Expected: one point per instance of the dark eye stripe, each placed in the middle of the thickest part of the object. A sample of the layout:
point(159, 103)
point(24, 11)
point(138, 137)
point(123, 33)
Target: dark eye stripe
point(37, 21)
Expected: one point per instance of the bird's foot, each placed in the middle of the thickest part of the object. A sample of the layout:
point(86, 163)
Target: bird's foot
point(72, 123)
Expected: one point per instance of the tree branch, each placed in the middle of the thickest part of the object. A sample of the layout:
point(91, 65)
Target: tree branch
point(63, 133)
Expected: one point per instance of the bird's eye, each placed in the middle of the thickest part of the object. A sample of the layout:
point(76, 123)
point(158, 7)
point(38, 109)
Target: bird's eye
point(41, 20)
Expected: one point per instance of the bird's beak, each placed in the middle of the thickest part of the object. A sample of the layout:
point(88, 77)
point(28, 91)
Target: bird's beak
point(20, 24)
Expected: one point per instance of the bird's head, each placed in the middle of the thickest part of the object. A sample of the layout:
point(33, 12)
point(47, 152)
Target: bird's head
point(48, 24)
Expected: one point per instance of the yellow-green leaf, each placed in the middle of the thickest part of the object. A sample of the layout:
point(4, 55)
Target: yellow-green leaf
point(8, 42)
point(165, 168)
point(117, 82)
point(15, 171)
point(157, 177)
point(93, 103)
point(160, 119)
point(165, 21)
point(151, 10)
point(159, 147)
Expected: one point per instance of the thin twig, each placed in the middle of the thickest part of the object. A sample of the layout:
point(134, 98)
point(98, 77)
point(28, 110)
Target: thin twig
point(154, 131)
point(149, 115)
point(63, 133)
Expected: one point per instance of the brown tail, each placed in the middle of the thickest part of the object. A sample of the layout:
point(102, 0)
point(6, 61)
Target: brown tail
☆ ☆ ☆ ☆
Please quote every line above word for word, from the first through the last.

SOLUTION FOR THIS TASK –
Expected: one point per instance of the dark eye stripe, each placed in the middle of the thickest part of the object. A sample of the layout:
point(159, 103)
point(24, 11)
point(138, 137)
point(123, 33)
Target: dark eye stripe
point(37, 21)
Expected: one point per instance of the bird's foot, each placed in the middle of the thickest part of the object. A sample of the layout:
point(86, 163)
Target: bird's foot
point(72, 123)
Expected: one point per instance of the tree branch, each placed in the middle of the thickest part of the object. A sample of the layout:
point(91, 65)
Target: tree branch
point(63, 133)
Expected: one point per instance of the bird's eye, each placed in the middle of the thickest part of the object. A sample of the layout:
point(76, 123)
point(158, 7)
point(38, 109)
Target: bird's eye
point(41, 20)
Expected: one point per instance of the bird's beak, each placed in the middle of the thickest part of the object. A sample of the layout:
point(88, 77)
point(28, 91)
Target: bird's beak
point(20, 24)
Expected: one point per instance of the bird's head, each placed in the middle of the thickest part of the object. A sample of the layout:
point(33, 12)
point(47, 152)
Target: bird's head
point(48, 24)
Expected: one point per instance of the yellow-green leaf, each placed in the middle of the thickest part of the object. A sample of the layout:
point(4, 55)
Target: yellow-green leaf
point(8, 42)
point(165, 168)
point(117, 82)
point(15, 171)
point(157, 177)
point(93, 103)
point(160, 119)
point(165, 21)
point(151, 10)
point(159, 147)
Expected: one point per instance of the thin twig, each placed in the middle of the thickest part of the object. A sample of the layout:
point(134, 98)
point(98, 77)
point(28, 110)
Target: thin twig
point(154, 131)
point(149, 115)
point(63, 133)
Expected: one point per instance of the brown tail, each placed in the middle of the thickest part of the object. A sample of the layout:
point(102, 0)
point(6, 61)
Target: brown tail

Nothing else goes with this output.